## Work instructions
From the line with "Target: mirrored sliding closet door" through the line with "[locate] mirror reflection", inclusive, return each line of the data below exactly and leave the rest out.

## Records supplied
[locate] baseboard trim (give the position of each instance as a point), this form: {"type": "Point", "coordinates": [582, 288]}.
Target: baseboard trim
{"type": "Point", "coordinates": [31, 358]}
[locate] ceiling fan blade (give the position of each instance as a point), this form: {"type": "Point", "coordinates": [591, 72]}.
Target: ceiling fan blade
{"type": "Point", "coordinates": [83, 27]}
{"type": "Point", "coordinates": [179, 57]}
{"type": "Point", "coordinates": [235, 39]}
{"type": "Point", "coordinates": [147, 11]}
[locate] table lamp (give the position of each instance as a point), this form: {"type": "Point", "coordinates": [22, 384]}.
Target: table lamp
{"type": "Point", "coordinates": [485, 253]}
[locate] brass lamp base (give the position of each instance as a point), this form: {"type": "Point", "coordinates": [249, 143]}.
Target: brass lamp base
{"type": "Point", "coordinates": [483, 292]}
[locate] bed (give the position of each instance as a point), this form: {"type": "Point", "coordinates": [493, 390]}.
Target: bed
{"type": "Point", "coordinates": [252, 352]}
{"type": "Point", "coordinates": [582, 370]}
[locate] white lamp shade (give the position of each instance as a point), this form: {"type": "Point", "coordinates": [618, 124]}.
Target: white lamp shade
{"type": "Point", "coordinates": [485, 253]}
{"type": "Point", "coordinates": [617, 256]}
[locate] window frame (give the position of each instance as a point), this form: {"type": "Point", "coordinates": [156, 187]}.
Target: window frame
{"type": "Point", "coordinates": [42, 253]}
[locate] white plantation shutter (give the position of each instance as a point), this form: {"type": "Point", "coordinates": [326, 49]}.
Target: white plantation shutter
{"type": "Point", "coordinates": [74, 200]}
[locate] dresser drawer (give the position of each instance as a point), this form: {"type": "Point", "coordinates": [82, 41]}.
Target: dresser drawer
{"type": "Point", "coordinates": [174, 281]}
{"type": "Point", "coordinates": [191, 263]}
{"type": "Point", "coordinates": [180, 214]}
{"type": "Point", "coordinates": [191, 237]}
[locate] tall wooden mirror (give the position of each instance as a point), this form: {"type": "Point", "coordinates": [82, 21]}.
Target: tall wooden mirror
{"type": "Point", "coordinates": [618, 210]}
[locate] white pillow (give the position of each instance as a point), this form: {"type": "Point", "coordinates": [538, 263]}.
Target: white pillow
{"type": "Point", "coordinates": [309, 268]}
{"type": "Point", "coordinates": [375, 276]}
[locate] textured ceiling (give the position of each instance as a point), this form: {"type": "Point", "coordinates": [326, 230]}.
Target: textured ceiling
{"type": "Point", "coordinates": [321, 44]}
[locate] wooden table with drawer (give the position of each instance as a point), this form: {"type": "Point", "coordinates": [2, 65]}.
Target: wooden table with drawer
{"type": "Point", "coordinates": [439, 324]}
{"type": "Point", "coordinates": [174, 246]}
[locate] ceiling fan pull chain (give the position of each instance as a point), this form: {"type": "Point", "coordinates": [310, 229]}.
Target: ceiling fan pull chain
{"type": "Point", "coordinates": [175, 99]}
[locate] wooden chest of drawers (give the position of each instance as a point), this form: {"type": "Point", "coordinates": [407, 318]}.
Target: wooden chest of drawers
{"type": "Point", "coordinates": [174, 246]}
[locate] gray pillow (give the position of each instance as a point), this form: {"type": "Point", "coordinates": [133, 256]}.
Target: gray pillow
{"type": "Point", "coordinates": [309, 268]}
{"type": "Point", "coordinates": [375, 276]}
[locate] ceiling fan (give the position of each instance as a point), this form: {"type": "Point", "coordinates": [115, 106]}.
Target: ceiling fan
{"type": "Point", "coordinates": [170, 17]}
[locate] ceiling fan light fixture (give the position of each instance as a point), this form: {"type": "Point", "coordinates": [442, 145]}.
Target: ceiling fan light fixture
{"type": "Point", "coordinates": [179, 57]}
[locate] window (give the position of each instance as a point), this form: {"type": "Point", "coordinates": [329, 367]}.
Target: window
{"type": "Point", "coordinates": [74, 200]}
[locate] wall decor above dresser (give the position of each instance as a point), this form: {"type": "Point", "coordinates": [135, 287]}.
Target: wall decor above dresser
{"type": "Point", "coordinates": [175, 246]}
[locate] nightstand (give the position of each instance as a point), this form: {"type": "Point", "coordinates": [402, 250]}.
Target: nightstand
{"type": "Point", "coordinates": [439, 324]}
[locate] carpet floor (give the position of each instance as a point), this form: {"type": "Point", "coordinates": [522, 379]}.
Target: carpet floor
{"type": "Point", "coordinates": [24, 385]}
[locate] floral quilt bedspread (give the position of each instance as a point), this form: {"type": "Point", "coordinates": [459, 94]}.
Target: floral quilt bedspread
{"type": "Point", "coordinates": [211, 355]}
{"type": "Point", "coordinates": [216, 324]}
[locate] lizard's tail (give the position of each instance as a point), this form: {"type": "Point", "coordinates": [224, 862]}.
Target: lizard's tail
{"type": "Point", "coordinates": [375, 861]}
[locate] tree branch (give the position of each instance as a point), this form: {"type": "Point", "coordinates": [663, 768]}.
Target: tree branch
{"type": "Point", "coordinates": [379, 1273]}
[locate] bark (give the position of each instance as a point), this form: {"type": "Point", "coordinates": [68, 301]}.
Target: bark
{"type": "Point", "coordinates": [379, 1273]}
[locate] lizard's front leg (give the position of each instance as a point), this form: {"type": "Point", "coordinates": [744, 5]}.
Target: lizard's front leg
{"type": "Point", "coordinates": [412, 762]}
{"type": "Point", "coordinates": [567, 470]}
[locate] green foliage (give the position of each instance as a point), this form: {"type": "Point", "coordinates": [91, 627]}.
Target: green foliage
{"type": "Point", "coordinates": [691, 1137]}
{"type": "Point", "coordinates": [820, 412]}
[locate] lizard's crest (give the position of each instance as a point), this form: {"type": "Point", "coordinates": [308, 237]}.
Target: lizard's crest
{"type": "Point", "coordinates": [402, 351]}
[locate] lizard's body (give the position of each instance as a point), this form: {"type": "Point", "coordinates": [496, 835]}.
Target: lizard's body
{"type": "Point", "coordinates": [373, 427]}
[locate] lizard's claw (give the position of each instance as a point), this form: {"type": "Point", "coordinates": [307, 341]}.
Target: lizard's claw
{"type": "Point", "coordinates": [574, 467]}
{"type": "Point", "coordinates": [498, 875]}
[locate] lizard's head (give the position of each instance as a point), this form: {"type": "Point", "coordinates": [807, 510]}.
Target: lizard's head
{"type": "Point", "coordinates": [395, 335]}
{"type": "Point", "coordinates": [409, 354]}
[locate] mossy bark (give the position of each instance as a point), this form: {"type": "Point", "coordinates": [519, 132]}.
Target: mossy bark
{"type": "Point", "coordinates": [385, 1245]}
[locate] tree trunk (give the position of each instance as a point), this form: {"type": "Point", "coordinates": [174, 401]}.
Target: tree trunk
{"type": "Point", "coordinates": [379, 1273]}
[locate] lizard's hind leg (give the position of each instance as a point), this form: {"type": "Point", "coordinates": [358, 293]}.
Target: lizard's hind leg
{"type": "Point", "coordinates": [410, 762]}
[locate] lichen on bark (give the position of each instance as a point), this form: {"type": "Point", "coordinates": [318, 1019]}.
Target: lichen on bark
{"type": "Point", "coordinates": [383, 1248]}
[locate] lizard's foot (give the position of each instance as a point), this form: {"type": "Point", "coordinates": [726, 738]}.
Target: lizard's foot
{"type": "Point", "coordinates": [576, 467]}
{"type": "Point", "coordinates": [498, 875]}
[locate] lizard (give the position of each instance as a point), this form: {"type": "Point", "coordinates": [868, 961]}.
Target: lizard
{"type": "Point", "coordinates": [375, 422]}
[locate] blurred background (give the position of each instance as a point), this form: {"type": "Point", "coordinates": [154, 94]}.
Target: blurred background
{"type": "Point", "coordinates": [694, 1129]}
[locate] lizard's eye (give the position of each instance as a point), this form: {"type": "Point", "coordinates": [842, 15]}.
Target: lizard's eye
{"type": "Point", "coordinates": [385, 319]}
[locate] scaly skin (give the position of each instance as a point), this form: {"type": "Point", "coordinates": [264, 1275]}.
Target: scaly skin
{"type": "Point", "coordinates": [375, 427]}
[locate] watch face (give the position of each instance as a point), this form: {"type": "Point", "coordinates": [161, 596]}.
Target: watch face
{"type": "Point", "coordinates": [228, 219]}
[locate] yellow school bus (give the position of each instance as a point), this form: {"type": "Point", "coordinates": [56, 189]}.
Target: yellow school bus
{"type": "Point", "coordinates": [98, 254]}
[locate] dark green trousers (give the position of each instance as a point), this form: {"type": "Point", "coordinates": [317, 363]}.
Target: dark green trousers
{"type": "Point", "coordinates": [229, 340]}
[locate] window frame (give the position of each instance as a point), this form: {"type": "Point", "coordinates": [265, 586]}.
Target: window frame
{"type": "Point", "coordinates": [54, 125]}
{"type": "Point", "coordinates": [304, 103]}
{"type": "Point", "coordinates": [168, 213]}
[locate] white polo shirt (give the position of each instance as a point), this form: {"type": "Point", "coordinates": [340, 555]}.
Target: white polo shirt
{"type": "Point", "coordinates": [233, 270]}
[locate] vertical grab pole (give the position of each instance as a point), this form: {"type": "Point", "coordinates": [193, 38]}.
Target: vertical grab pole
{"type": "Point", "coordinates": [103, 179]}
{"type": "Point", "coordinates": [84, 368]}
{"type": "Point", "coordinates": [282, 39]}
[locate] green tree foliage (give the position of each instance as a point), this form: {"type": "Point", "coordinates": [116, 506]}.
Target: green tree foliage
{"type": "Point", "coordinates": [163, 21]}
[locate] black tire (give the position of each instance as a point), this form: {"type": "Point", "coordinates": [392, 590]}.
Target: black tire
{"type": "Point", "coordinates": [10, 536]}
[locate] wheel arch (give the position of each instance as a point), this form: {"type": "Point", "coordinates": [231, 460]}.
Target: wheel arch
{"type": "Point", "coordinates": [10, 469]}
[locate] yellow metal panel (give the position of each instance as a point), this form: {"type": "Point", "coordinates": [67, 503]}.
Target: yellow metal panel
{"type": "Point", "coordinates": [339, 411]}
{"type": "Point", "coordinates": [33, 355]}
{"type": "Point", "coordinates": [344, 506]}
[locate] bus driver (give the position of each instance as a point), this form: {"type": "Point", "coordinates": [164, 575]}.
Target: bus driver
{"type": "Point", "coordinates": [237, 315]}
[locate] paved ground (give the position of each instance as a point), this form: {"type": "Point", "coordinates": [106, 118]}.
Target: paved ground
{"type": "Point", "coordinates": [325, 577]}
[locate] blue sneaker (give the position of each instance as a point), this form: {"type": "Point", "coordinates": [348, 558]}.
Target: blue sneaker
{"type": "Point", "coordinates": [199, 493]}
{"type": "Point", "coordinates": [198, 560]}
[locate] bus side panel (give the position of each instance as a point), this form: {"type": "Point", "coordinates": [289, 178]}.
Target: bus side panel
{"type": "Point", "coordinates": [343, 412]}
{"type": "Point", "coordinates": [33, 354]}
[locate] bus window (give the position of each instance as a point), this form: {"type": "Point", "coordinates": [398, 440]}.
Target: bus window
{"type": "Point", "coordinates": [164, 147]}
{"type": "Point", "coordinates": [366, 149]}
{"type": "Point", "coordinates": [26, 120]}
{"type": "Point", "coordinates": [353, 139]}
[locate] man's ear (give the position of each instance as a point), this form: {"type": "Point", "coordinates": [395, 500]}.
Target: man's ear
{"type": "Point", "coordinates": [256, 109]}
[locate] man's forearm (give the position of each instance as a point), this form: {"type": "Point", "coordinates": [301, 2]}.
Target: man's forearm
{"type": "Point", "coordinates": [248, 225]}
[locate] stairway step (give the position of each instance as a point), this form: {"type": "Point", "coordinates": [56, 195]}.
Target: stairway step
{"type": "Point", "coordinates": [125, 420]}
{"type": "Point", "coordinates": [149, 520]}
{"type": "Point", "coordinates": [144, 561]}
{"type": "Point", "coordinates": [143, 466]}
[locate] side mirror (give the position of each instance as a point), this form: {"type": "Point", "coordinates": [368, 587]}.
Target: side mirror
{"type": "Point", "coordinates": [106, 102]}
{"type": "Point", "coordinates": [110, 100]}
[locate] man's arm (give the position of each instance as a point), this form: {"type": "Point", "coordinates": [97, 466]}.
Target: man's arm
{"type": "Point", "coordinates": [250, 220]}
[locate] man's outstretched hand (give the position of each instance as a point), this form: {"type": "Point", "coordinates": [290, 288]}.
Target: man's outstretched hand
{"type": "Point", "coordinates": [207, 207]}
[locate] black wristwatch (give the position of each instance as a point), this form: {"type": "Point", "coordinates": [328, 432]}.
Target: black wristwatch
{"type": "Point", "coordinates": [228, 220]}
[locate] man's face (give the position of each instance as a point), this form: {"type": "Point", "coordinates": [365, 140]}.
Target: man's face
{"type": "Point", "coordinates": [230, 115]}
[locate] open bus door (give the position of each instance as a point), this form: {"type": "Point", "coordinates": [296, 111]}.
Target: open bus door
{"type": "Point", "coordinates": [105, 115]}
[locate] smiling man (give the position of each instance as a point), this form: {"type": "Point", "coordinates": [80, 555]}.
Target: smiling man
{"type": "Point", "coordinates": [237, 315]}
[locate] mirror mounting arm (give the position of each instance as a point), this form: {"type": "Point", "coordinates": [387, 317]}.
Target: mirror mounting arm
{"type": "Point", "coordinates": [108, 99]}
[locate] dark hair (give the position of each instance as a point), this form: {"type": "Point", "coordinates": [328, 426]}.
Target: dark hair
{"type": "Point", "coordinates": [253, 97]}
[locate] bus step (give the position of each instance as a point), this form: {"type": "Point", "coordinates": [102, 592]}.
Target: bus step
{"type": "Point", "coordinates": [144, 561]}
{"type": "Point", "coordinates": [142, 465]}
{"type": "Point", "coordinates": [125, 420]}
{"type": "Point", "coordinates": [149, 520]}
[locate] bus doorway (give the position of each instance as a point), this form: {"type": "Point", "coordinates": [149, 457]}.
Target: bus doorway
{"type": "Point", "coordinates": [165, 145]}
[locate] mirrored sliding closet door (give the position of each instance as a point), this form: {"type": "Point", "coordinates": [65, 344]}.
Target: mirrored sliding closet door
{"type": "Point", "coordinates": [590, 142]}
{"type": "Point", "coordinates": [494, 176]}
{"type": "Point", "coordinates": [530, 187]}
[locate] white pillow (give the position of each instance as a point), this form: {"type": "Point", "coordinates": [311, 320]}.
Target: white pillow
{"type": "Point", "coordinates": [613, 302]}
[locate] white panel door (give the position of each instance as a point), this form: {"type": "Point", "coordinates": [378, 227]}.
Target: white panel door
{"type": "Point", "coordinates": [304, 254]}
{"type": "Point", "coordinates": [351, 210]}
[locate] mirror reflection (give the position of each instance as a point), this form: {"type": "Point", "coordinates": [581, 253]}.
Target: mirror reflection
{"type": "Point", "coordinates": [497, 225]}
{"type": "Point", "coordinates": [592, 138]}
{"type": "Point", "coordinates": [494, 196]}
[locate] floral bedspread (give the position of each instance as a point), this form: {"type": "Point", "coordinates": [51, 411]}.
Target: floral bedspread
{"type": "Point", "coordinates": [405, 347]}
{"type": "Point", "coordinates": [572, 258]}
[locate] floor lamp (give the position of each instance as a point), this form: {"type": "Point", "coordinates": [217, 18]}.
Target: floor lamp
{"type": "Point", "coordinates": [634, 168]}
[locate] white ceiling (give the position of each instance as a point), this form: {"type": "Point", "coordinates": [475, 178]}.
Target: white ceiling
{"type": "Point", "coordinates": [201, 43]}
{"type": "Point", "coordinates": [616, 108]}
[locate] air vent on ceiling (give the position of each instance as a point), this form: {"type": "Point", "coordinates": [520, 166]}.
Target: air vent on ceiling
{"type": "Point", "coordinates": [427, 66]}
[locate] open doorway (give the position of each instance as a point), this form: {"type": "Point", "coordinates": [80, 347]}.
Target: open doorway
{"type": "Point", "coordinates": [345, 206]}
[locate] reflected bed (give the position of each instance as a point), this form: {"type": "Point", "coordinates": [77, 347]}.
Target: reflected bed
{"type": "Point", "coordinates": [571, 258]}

## Task result
Target: mirrored sliding closet door
{"type": "Point", "coordinates": [590, 142]}
{"type": "Point", "coordinates": [494, 176]}
{"type": "Point", "coordinates": [530, 187]}
[locate] white pillow (give the position of each instance as a point), this form: {"type": "Point", "coordinates": [311, 320]}.
Target: white pillow
{"type": "Point", "coordinates": [613, 302]}
[locate] white panel door (give the position of each instance as a point), this form: {"type": "Point", "coordinates": [378, 227]}.
Target: white panel door
{"type": "Point", "coordinates": [304, 254]}
{"type": "Point", "coordinates": [351, 210]}
[locate] mirror reflection (give the position of each instance as a point), this form: {"type": "Point", "coordinates": [581, 253]}.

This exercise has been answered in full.